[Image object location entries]
— Start —
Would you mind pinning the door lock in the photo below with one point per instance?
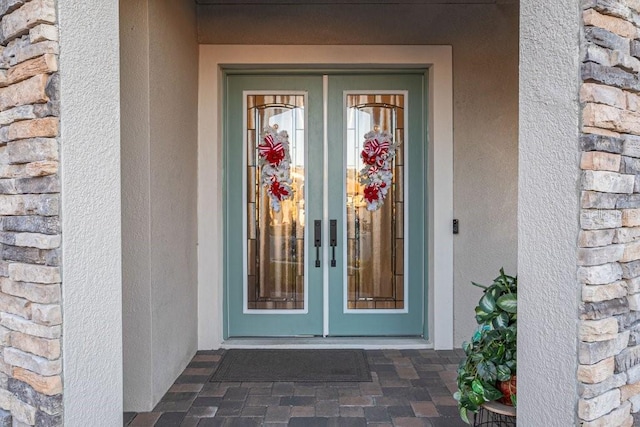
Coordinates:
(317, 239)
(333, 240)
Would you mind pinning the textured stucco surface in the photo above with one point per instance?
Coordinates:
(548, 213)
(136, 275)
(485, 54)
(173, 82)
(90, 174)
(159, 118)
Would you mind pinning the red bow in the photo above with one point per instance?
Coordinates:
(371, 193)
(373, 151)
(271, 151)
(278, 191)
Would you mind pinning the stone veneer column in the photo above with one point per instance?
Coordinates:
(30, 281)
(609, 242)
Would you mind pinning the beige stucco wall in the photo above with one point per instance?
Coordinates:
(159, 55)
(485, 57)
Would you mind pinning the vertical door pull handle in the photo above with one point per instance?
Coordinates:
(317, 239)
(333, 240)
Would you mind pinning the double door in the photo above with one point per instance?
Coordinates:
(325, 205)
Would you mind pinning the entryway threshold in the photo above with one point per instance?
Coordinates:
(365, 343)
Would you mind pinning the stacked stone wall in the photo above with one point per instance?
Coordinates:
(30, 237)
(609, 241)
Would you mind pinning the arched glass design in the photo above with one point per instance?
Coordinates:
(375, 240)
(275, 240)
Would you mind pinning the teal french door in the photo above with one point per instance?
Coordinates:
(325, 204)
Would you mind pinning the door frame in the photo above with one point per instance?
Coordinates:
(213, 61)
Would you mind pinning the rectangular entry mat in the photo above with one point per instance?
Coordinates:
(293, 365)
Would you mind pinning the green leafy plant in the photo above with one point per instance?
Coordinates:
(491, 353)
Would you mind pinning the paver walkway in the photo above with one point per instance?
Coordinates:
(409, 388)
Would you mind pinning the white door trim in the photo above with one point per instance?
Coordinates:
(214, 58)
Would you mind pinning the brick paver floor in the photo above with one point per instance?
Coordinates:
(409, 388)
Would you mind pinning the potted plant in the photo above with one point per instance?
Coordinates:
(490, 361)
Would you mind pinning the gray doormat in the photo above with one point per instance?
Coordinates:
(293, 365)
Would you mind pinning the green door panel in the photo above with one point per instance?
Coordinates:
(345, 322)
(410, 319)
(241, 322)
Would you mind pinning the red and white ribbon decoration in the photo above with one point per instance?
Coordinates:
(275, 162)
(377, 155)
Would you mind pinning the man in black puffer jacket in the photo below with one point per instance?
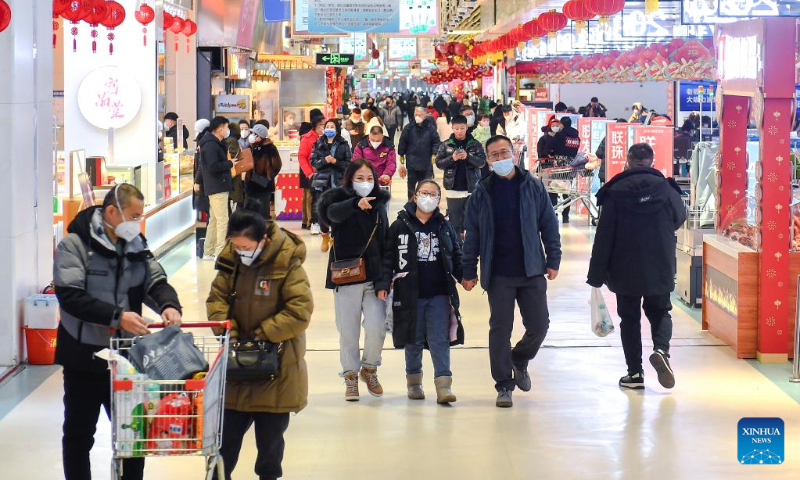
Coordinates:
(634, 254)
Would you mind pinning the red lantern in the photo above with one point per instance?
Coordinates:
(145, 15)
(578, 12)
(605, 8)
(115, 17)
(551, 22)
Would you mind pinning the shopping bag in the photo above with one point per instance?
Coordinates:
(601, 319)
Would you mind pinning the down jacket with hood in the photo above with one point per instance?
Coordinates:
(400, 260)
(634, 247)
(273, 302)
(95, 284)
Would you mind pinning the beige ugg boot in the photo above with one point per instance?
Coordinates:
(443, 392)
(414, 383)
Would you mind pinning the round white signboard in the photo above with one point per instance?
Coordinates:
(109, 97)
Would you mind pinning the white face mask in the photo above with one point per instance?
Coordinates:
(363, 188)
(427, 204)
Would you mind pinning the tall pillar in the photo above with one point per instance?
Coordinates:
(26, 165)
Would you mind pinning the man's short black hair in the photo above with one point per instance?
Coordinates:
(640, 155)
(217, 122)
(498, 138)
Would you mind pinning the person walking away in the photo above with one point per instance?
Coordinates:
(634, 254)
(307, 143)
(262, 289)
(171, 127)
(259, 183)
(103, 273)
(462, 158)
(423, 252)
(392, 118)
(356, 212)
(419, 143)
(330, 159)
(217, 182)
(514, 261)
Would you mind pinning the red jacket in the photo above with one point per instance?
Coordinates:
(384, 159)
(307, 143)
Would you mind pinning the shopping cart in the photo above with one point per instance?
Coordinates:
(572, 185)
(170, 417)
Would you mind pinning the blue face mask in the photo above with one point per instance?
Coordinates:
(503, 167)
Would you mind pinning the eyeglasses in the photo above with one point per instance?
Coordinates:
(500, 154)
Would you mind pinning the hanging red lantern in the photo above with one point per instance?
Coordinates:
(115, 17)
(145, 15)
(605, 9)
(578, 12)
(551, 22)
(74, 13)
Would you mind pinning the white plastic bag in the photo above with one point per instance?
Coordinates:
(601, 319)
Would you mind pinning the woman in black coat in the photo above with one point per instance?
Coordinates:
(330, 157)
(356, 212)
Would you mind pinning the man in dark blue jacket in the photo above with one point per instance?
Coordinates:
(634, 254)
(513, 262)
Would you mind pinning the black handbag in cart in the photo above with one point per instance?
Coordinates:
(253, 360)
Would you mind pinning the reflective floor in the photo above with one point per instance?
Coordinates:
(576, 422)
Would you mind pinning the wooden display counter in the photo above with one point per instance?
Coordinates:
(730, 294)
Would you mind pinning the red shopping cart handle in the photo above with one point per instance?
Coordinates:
— End —
— Start —
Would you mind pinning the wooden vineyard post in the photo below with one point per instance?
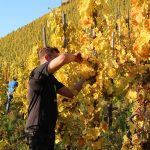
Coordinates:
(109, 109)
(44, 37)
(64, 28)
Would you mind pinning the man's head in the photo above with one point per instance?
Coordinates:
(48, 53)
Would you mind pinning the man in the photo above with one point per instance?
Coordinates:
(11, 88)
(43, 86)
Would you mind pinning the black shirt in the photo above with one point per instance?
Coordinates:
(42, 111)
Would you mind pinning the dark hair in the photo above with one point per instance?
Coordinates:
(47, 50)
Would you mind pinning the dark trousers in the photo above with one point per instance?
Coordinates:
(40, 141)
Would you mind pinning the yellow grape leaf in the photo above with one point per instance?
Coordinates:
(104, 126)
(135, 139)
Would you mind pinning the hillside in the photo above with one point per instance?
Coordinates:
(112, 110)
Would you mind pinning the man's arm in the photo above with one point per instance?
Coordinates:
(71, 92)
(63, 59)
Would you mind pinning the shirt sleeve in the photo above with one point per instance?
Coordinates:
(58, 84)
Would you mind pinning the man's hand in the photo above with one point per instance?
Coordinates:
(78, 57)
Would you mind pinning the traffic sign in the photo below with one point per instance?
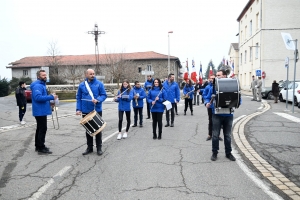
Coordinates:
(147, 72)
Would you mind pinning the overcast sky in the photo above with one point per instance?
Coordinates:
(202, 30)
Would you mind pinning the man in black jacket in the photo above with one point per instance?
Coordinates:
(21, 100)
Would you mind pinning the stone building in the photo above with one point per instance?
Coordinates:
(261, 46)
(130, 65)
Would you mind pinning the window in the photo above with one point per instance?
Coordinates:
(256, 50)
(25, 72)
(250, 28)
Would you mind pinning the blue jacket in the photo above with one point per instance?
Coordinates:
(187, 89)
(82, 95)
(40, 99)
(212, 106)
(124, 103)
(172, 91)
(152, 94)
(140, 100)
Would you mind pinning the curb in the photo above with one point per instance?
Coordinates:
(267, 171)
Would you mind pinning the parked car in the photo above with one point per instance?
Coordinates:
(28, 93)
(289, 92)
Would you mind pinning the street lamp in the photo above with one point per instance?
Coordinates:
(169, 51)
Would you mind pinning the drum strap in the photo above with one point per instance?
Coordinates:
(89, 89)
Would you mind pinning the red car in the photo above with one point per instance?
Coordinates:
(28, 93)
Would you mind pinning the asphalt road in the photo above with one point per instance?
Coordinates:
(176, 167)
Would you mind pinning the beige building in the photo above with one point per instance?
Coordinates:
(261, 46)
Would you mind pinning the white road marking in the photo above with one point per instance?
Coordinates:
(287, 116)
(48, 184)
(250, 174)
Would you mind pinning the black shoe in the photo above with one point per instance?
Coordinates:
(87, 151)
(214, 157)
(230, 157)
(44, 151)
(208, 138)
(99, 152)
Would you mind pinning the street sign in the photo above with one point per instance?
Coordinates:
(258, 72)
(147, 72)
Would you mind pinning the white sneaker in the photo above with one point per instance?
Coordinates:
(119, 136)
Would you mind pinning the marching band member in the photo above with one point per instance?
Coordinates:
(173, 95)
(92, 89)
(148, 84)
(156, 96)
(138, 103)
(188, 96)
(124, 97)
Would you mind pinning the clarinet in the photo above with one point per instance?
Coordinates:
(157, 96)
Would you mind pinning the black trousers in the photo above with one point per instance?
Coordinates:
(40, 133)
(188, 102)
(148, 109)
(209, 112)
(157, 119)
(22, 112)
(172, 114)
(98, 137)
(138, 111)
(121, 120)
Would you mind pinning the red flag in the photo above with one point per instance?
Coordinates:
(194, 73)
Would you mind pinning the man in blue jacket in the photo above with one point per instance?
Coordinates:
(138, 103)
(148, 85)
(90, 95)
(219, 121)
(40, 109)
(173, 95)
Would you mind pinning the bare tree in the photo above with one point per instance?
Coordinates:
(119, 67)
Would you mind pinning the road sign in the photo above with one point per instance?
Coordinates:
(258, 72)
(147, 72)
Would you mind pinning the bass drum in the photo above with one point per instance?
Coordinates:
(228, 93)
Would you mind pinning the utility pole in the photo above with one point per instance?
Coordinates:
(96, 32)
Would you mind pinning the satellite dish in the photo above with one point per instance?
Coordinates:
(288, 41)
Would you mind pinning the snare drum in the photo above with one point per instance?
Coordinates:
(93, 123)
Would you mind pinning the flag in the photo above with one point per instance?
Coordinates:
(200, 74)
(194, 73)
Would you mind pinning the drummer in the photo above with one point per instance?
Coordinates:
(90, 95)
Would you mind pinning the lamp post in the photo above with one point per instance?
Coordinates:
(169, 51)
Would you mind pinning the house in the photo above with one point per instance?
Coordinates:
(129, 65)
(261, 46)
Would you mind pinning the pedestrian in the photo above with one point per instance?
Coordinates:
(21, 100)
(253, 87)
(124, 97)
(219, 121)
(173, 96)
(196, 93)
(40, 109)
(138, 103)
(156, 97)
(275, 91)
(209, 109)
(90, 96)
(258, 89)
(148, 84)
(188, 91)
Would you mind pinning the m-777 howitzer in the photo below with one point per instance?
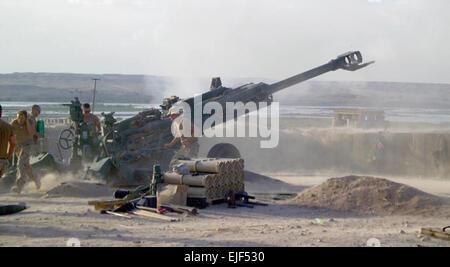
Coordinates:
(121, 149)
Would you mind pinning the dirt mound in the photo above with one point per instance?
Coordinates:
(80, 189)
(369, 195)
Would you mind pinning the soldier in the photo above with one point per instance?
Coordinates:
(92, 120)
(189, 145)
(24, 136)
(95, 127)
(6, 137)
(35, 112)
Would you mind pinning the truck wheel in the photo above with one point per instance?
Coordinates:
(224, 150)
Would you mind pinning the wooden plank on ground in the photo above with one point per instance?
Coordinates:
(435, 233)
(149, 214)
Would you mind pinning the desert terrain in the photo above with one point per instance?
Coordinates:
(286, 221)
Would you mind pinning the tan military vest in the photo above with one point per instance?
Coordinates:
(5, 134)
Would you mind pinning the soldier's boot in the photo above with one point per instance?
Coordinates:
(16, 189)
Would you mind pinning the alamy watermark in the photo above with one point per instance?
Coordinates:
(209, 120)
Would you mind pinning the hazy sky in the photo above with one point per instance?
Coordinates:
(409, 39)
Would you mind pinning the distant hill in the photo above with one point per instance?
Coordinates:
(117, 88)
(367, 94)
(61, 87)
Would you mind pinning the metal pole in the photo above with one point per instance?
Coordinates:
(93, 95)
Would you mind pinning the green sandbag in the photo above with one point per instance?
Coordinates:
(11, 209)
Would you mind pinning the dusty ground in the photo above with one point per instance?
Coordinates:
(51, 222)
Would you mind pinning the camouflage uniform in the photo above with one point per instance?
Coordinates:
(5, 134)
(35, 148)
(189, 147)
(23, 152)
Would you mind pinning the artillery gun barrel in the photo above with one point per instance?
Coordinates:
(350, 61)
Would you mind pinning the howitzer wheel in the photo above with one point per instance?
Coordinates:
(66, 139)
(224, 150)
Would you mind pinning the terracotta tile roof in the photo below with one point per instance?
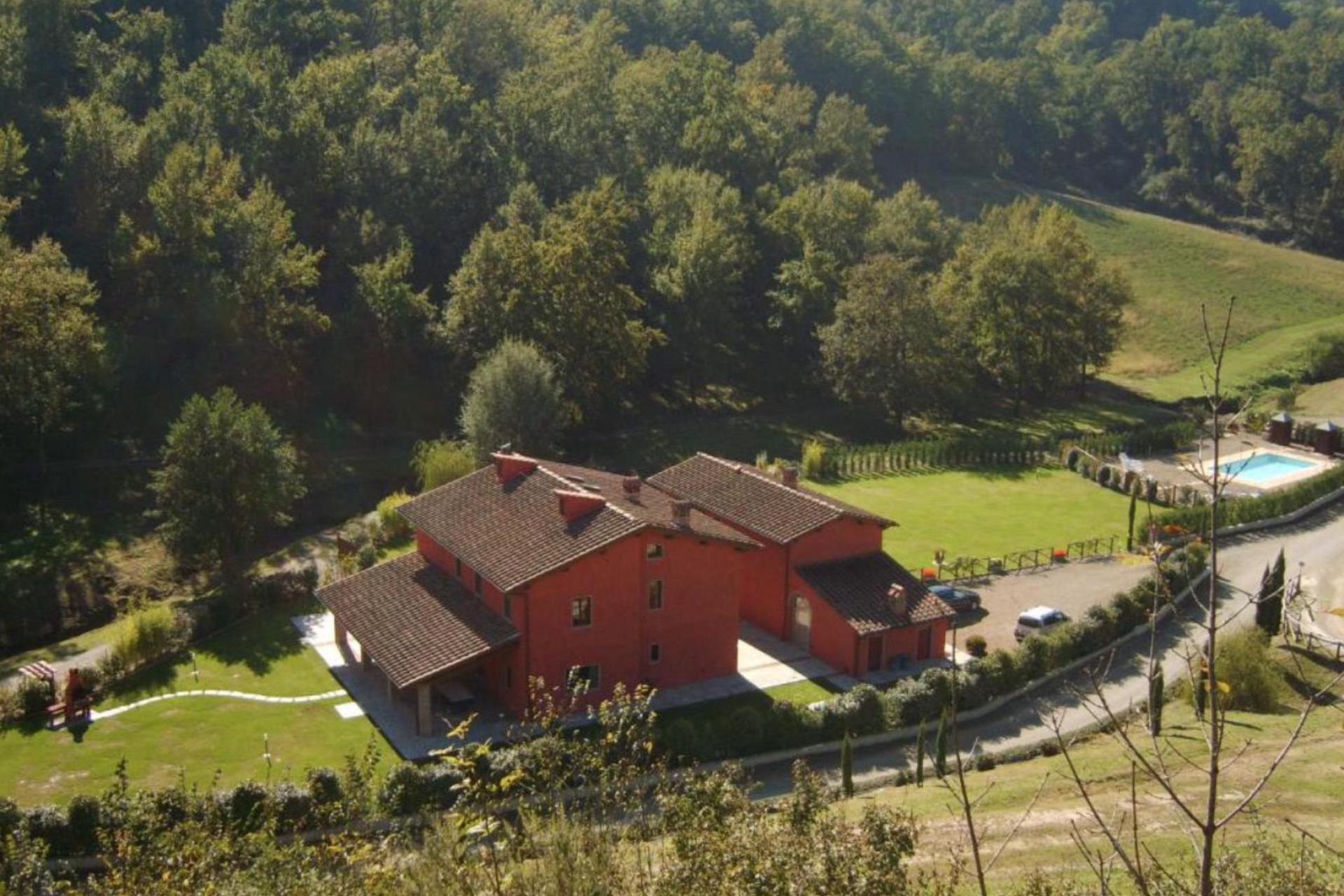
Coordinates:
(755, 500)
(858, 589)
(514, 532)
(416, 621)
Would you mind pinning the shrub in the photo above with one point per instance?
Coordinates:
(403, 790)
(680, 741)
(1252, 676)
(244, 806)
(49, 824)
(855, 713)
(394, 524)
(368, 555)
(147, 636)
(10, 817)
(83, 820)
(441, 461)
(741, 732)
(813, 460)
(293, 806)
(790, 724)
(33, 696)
— End —
Work instructions:
Extract every line in the entries above that contains the word "plant", treating uppercase and lowercase as different.

Answer to the exercise:
Would you mind pinning the green leafy plant in the photo above with one point per instance?
Would you mind pinning the potted plant in the photo above with one point per instance?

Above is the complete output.